** PROBLEM STATEMENT **
According to the course announcement, who developed the "Quantum Computing for Everyone" course and will teach it?

** TEXT SECTION **

Quantum computing is the next quantum leap in technology to solve complex problems faster than today’s powerful supercomputers.
To introduce Cal State Fullerton students from all majors to this emerging technology, the university will offer the new “Quantum Computing for Everyone” course starting in spring 2024.
“Quantum information science is a rapidly growing area of research that can revolutionize many aspects of our lives,” said Gina Passante, associate professor of physics, who developed and will teach the course.
The course is open to any student — with no prerequisites required — who wants to learn more about quantum technologies and better understand this relatively new field of quantum computing.
“I’m working hard to make the course accessible to everyone, regardless of their math background,” Passante said.
The general education science course offered in the Department of Physics centers around equity and access to quantum computing, which is expected to be a large part of the technology industry in the future.
“This new course really is for everyone. A student studying history, engineering or music can take the class and learn the basics of how quantum computing works — and what you can do with it,” added Ionel Tifrea, chair and professor of physics.
The multidisciplinary field consists of physics, computer science and mathematics and uses the principles of quantum theory to solve complex problems, said Passante, director of the university’s Catalyst Center for the Advancement of Research in Teaching and Learning Math and Science.

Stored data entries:
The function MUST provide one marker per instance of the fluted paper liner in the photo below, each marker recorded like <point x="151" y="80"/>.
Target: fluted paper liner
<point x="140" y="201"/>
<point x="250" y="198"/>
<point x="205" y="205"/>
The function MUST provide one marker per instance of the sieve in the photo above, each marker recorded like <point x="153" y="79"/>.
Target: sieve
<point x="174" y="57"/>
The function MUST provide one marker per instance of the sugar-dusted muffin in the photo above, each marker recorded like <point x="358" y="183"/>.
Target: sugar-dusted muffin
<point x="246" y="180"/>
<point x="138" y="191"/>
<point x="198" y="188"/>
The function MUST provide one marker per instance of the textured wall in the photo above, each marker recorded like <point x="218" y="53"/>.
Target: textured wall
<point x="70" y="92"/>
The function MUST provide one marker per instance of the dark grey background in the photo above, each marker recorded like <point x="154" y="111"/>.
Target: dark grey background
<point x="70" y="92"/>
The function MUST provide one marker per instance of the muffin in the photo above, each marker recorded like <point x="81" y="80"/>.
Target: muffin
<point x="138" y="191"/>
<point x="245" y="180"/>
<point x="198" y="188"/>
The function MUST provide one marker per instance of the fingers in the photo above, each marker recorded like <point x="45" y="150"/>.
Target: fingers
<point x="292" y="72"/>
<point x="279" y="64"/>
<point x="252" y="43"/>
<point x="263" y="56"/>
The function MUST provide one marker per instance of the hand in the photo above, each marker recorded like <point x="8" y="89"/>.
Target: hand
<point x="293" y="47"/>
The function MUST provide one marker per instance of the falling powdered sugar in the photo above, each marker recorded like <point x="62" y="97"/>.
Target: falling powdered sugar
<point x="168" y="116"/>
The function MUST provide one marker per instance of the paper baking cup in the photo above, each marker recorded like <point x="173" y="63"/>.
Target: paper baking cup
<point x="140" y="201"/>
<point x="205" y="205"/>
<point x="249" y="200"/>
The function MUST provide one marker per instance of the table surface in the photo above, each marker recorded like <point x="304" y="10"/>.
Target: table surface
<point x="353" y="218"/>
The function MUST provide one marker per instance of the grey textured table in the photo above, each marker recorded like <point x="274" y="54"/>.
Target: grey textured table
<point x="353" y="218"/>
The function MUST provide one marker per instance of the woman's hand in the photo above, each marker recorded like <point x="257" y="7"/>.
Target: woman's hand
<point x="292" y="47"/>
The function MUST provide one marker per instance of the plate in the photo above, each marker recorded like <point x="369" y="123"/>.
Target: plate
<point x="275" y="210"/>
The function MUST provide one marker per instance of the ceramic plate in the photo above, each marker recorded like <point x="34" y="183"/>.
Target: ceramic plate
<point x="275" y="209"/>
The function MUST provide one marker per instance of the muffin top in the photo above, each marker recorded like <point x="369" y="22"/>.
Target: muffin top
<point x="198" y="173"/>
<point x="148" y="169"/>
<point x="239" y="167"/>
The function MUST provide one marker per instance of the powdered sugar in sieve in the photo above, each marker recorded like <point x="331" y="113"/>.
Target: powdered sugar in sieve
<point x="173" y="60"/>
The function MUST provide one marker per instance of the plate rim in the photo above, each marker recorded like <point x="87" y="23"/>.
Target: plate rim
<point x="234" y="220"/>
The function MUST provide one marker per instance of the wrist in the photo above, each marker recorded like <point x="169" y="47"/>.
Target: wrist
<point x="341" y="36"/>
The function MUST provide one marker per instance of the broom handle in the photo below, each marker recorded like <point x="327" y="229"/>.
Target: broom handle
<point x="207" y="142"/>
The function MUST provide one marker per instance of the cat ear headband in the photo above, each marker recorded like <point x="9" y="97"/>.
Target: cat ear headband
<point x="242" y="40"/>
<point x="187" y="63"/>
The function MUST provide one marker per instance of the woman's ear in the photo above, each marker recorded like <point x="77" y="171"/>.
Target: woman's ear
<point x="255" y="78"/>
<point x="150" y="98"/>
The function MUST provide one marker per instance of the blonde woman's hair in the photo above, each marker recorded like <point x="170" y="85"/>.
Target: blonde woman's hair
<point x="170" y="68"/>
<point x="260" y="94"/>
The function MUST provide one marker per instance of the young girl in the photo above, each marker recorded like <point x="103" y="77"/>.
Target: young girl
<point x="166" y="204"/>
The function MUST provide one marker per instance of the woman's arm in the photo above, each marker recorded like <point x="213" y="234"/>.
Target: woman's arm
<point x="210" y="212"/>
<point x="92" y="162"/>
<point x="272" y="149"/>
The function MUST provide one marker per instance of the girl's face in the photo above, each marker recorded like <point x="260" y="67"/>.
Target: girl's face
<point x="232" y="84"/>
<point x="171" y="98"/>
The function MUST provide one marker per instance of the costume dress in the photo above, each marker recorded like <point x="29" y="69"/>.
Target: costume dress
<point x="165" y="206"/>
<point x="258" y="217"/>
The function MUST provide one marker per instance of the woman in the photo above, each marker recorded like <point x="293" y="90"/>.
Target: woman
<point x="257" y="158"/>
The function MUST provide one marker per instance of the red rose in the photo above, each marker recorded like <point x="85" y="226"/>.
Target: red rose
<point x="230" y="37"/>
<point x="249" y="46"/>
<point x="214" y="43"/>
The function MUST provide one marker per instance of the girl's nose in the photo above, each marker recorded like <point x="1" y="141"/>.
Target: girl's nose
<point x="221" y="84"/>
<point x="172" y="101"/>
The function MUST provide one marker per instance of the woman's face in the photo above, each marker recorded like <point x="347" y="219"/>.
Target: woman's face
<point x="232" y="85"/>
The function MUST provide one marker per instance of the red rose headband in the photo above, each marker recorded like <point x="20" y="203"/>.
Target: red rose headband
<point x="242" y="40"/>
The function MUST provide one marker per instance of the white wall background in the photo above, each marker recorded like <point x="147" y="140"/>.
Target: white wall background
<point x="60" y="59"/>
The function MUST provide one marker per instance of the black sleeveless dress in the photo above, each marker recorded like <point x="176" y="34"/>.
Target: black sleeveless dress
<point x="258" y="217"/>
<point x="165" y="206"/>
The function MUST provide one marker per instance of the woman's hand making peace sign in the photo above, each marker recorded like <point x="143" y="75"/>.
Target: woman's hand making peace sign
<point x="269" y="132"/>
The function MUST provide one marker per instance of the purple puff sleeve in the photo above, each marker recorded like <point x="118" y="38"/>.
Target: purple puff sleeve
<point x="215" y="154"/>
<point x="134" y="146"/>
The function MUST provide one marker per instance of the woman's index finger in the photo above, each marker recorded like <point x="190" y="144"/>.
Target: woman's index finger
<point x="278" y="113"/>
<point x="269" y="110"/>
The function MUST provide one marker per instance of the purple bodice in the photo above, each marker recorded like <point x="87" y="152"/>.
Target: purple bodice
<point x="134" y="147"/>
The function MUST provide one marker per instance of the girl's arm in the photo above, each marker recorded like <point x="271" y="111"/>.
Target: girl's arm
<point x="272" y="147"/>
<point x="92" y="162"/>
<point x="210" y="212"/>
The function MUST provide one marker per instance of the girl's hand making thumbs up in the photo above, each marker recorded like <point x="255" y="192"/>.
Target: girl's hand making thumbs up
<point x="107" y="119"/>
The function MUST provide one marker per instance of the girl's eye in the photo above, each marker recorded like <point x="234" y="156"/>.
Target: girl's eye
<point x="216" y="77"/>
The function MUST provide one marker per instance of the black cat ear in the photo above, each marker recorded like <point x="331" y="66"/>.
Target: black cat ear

** SOLUTION FOR THIS PROBLEM **
Gina Passante, associate professor of physics.